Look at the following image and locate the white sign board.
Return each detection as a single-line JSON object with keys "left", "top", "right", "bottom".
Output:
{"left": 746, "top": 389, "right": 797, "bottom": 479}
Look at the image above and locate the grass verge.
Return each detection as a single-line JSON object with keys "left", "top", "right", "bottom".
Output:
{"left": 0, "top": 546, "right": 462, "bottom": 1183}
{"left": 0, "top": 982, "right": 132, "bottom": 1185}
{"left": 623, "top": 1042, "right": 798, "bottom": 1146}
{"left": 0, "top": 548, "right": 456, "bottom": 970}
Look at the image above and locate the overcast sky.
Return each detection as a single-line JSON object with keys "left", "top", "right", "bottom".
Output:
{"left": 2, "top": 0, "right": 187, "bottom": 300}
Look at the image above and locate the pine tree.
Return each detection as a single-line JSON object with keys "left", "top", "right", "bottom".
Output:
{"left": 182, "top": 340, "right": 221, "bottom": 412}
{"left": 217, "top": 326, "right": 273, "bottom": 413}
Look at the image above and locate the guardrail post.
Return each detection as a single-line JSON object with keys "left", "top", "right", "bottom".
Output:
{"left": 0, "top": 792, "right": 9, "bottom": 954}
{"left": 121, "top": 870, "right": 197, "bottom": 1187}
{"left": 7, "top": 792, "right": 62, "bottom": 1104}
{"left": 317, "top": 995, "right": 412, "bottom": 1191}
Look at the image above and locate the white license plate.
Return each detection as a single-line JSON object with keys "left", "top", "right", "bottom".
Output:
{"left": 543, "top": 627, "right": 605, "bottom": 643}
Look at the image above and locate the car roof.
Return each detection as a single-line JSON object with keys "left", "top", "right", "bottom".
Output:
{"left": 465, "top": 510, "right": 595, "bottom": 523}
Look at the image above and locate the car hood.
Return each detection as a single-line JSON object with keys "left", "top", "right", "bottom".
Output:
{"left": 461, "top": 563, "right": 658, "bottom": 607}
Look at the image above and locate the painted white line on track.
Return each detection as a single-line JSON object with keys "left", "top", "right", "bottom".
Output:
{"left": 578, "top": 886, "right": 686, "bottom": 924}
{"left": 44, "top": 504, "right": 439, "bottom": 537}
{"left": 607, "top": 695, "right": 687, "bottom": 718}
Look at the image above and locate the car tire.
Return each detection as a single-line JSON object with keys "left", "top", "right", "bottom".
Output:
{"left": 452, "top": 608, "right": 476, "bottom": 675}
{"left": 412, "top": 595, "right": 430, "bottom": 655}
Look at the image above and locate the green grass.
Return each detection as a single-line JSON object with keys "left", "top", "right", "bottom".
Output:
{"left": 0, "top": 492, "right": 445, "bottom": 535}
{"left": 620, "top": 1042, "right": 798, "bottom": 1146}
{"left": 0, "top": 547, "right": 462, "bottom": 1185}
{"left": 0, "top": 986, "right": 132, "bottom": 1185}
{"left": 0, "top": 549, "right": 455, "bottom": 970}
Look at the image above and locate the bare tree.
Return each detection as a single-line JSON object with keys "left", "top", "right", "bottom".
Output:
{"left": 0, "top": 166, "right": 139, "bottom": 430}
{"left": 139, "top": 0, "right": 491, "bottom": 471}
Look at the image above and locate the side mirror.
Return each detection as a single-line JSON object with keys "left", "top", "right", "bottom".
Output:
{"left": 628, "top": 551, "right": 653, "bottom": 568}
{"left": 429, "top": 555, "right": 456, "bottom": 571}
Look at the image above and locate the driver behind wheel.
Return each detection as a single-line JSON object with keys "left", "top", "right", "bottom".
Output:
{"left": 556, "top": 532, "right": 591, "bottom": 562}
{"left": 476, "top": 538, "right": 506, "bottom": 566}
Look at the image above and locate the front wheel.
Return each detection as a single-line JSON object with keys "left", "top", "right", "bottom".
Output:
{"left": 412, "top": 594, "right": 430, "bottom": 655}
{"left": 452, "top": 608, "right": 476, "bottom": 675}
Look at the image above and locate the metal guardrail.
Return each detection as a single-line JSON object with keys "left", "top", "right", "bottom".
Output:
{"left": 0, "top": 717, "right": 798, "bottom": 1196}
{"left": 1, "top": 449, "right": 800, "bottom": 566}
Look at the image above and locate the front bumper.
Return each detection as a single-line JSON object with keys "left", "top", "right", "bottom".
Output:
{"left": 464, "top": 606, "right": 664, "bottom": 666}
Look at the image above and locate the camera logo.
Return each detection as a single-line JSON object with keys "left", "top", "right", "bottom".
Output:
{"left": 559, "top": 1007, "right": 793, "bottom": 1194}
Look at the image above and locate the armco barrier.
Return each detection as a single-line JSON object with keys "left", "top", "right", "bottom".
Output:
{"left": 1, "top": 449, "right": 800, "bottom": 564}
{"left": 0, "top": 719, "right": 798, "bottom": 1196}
----
_What to do_:
Your task for the entries above: copy exactly the span starting with the line with "Look at the image above and locate the camera" and going on through the line with "Look at the image above and locate the armco", both lines included, and nothing else.

_Result for this task_:
Look at the image above and locate the camera logo.
Return each detection as a single-line JSON object with keys "left", "top", "right", "bottom".
Output:
{"left": 559, "top": 1007, "right": 793, "bottom": 1194}
Look at the image above and locate the armco barrier.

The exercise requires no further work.